= Text section =

____

Levitating cells, gender and pain, the high price of living longer and our gut response to antibiotics. This week in Abstract Science.
(Nature, 6/29/2015, Moheb Costandi)
A surprising biological divide discovered in mice could explain why so many of those experimental pain compounds fail in clinical trials. The study, conducted by the University of Alabama and McGill University, found that the microglia—central nervous system cells that function as macrophages—operate differently in males and females. The findings appeared this week in the journal Nature Neuroscience. In research models designed to induce pain, three different drugs that inhibit microglia function reversed pain sensitization in male mice but not in female mice. Whether the murine results apply to humans is not known, but the study does stress the importance of including equal numbers of men and women in such studies, pain experts noted.
(Science, 6/29/2015, Kelly Servick)
Bioengineers and geneticists have designed a device that could be a game changer in the study of cell behavior. The Stanford University team devised a magnetic field capable of suspending a single living cell between magnets and measuring its density based on how high it floats. Findings describing the levitating cells appeared this week in the Proceedings of the National Academy of Sciences, and immediately created a buzz. Scientists say the work could help to distinguish cancerous cells from healthy ones or measure how cells change when exposed to drugs.
(The Scientist, 6/30/2015, Anna Azolinsky)
Scientists had already shown that it was possible to fatten baby male mice by simply giving their pregnant and nursing mothers low doses of penicillin. Now, new findings appearing this week in Nature Communications suggest that even short pulses of widely used antibiotics can lead to long-term development changes in mouse pups, including increased body mass and bone growth and changes to the gut microbiota. To reach this conclusion, researchers alternated doses of amoxicillin, the number one prescribed pediatric antibiotic and tylosin, then fed mice a high-fat diet several days after treatment. The tylosin resulted in changes to gut microbes that lasted for several months, while amoxicillin treatment led to shorter-term changes that only lasted a week.
(The Washington Post, 6/30/2015, Ana Swanson)
Last week’s Supreme Court ruling upholding Obamacare represented a major victory for advocates of the Affordable Care Act, but much more needs to be done to make sure patients can afford the treatment they need, advocates say. A Washington Post article notes, for instance, that even those with good health insurance are facing financial hardship. Citing a drug pricing research firm, the article noted that the combined prices for brand, generic and specialty drugs rose 10.9% in 2014 compared to 2013, and that the number of Americans taking expensive prescription drugs for life-threatening diseases like lupus, HIV, cancer and hepatitis C has been rising quickly. Last year, 576,000 Americans took at least $50,000 worth of prescription drugs, up from only 352,000 the year before, according Express Scripts.

____

= Task A =
Reproduce the part of the science news roundup starting at "(Science, 6/29/2015, Kelly" and ending at "exposed to drugs.".
= Task B =
In the science news roundup, which two antibiotics did researchers alternate in the mouse pup study?
= Task C =
Summarize the science news roundup in two sentences.
The records that come next are separate material from the science news roundup.

= Data under study =
____

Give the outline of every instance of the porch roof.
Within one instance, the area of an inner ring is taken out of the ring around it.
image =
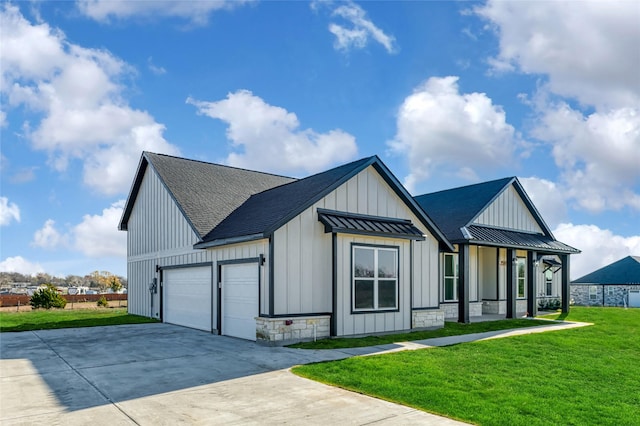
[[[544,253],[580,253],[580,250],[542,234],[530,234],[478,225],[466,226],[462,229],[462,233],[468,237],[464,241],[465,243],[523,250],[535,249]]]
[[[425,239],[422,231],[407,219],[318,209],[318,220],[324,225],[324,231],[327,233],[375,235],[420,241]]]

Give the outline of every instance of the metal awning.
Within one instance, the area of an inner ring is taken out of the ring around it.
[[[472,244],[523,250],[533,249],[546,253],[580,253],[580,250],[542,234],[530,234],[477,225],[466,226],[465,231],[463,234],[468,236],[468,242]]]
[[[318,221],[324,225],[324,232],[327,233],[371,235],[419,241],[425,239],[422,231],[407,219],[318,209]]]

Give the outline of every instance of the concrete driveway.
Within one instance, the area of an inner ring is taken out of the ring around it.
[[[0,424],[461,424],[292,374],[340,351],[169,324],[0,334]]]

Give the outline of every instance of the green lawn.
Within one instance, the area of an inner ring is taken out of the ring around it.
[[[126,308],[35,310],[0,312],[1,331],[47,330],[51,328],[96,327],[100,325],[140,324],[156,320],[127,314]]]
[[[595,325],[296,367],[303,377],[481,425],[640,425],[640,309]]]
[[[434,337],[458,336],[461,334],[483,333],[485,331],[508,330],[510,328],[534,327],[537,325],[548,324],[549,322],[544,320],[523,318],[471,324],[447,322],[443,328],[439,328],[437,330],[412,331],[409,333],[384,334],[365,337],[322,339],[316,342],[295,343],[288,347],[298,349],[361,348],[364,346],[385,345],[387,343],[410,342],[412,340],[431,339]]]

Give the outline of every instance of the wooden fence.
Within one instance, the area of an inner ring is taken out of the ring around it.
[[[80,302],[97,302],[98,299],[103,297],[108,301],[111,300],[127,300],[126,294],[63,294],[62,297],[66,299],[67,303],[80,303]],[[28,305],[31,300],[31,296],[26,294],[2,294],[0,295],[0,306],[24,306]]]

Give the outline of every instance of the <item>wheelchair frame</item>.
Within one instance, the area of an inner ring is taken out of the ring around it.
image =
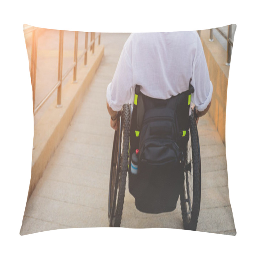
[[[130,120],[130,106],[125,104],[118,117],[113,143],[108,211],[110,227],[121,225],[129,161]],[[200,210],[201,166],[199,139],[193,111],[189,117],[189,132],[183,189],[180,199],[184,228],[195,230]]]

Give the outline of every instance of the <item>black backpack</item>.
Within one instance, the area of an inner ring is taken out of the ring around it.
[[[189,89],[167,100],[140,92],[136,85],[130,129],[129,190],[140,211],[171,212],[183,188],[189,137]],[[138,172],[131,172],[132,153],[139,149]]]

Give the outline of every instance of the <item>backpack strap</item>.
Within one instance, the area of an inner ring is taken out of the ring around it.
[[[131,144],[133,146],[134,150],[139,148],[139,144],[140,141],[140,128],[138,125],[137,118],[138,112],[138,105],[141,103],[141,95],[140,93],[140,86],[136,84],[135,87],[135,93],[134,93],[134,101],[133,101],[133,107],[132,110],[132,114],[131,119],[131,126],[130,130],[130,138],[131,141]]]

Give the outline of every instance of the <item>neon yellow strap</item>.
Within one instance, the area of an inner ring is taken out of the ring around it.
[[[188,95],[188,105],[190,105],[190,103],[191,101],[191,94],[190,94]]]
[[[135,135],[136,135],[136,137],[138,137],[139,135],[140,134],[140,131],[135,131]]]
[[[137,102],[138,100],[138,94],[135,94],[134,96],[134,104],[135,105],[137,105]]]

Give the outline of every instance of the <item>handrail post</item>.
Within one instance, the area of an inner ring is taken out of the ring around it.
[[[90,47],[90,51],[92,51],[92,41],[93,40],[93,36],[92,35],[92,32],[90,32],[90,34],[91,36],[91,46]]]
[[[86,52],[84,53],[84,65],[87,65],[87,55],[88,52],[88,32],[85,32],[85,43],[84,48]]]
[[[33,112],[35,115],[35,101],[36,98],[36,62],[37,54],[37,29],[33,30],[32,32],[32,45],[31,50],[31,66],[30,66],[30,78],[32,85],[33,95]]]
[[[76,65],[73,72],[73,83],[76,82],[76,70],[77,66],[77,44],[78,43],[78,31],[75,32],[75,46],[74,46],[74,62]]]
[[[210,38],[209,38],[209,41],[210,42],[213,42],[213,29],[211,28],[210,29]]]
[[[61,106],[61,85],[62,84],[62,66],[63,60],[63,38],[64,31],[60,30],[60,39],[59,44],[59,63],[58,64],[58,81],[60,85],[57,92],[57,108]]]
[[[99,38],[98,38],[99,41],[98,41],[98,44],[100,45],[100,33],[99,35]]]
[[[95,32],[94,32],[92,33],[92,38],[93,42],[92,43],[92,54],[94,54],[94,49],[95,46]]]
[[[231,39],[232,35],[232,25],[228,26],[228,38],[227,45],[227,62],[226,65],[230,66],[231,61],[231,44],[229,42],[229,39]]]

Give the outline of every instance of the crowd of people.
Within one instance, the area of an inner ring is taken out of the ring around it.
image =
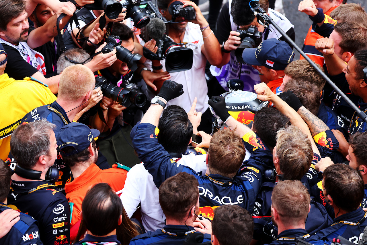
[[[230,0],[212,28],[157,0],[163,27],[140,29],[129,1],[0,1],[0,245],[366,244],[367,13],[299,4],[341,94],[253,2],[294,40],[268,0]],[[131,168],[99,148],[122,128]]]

____

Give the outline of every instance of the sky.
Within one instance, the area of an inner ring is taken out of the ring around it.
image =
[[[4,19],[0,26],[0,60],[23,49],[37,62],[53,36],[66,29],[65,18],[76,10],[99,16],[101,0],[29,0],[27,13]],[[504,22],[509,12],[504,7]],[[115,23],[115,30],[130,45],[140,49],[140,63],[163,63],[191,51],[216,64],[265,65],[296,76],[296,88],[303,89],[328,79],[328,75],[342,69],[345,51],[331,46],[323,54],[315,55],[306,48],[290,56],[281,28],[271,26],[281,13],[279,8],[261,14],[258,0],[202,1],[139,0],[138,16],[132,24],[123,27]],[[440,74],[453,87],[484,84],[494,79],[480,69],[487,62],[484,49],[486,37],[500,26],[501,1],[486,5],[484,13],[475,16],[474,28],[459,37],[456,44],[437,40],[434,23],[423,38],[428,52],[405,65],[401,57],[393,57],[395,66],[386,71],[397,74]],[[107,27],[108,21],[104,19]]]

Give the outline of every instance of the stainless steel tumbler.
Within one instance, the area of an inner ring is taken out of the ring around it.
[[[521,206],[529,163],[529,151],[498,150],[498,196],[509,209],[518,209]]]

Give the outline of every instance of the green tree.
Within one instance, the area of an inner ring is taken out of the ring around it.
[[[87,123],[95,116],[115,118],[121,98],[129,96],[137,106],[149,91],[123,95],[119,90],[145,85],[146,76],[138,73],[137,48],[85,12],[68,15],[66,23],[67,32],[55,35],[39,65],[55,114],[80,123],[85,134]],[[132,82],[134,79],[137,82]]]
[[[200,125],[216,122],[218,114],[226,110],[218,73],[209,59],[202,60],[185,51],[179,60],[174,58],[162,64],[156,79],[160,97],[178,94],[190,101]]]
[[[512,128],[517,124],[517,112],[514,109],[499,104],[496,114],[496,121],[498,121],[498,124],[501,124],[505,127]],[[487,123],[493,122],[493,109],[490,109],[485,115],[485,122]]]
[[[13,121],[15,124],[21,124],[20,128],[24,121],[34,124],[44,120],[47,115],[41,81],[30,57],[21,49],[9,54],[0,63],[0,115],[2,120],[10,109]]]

____

= Task response A =
(Science, 6/29/2015, Kelly Servick)
Bioengineers and geneticists have designed a device that could be a game changer in the study of cell behavior. The Stanford University team devised a magnetic field capable of suspending a single living cell between magnets and measuring its density based on how high it floats. Findings describing the levitating cells appeared this week in the Proceedings of the National Academy of Sciences, and immediately created a buzz. Scientists say the work could help to distinguish cancerous cells from healthy ones or measure how cells change when exposed to drugs.

= Task response B =
Amoxicillin and tylosin.

= Task response C =
In mouse studies, microglia were found to work differently in males and females, and short pulses of common antibiotics led to lasting changes in pups' body mass, bone growth and gut microbes. A Stanford team also built a magnetic device that measures a single cell's density by how high it floats, and advocates say patients still struggle to afford treatment as drug prices rise.